- _Extrait de page_
# # #

Purifier corps et esprit
La loge de sudation est considérée comme indispensable à une bonne hygiène physique et spirituelle. Pratique séculaire, c’est un rite préparatoire aux cérémonies. Dans le noir complet, autour de pierres aspergées d’eau bouillante, on pratique la purification du corps. Une sorte de « hammam » spirituel. Mais les rites peuvent aussi viser à la purification de l’esprit. Les participants entrent alors en contact avec les quatre éléments : l’eau, le feu, le minéral et l’air. La sudation est à la portée de tous et, selon la recommandation de Black Elk, elle peut être effectuée sans motif.

Rencontrer son identité spirituelle
La danse du Soleil a lieu à la fin du printemps ou au début de l’été. Danse initiatique, c’est une sorte d’offrande qui permet d’aller à la rencontre de son identité spirituelle, de communier avec l’Etre suprême par le don de soi. Dans la vie d’un homme, c’est un moment de consécration unique. Comme tous les rites, elle a des règles complexes, mais celles-ci sont la forme visible qui permettent la manifestation du sacré.

# # #

- _Action à mener 1_
Pour chacune des affirmations suivantes, indiquez par oui ou par non si elle concorde avec l'extrait sur la loge de sudation et la danse du Soleil, et citez textuellement les mots qui tranchent. (a) La danse du Soleil se déroule en hiver. (b) La purification du corps se pratique dans le noir complet. (c) D'après Black Elk, la sudation peut se faire sans motif.
- _Action à mener 2_
Recopiez mot pour mot le passage de l'extrait sur la loge de sudation et la danse du Soleil qui va de « Rencontrer son identité » jusqu'à « manifestation du sacré. » inclus.

- _Matériel fourni_
# # #

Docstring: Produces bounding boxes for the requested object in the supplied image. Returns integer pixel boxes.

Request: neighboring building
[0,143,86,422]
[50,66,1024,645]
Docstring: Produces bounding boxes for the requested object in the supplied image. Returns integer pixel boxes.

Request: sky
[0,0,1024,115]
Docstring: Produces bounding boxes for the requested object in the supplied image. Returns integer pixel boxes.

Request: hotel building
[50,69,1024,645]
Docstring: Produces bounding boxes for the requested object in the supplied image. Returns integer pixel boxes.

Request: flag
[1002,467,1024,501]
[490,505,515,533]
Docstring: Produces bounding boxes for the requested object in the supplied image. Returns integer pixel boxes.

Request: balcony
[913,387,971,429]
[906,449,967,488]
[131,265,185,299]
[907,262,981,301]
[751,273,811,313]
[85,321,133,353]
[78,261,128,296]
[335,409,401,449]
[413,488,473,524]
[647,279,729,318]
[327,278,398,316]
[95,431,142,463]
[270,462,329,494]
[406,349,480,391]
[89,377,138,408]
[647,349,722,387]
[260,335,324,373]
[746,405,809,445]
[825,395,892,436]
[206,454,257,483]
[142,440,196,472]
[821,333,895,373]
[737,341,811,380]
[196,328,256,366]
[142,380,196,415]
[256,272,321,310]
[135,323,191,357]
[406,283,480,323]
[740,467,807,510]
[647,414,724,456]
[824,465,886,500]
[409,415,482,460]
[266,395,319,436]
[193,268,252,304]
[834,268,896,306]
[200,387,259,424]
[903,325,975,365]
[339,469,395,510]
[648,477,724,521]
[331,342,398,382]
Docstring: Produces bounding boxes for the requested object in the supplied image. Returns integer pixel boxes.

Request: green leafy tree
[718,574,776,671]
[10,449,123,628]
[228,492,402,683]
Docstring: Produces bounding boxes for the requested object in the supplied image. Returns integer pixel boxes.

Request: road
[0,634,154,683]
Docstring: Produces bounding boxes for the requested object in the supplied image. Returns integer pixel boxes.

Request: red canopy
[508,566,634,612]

# # #

- _Réponse rédigée 1_
(a) Non : « La danse du Soleil a lieu à la fin du printemps ou au début de l’été. »
(b) Oui : « Dans le noir complet, autour de pierres aspergées d’eau bouillante, on pratique la purification du corps. »
(c) Oui : « selon la recommandation de Black Elk, elle peut être effectuée sans motif. »

- _Réponse rédigée 2_
Rencontrer son identité spirituelle
La danse du Soleil a lieu à la fin du printemps ou au début de l’été. Danse initiatique, c’est une sorte d’offrande qui permet d’aller à la rencontre de son identité spirituelle, de communier avec l’Etre suprême par le don de soi. Dans la vie d’un homme, c’est un moment de consécration unique. Comme tous les rites, elle a des règles complexes, mais celles-ci sont la forme visible qui permettent la manifestation du sacré.